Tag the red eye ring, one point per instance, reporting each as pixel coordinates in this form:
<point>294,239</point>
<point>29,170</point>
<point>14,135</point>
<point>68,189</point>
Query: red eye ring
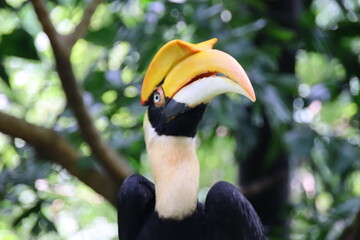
• • •
**What to produce:** Write out the material above line for line, without the picture.

**Problem solution:**
Tag the red eye ring, one point per instance, reporting each as pixel coordinates in this form:
<point>294,239</point>
<point>29,170</point>
<point>14,135</point>
<point>68,189</point>
Query: red eye ring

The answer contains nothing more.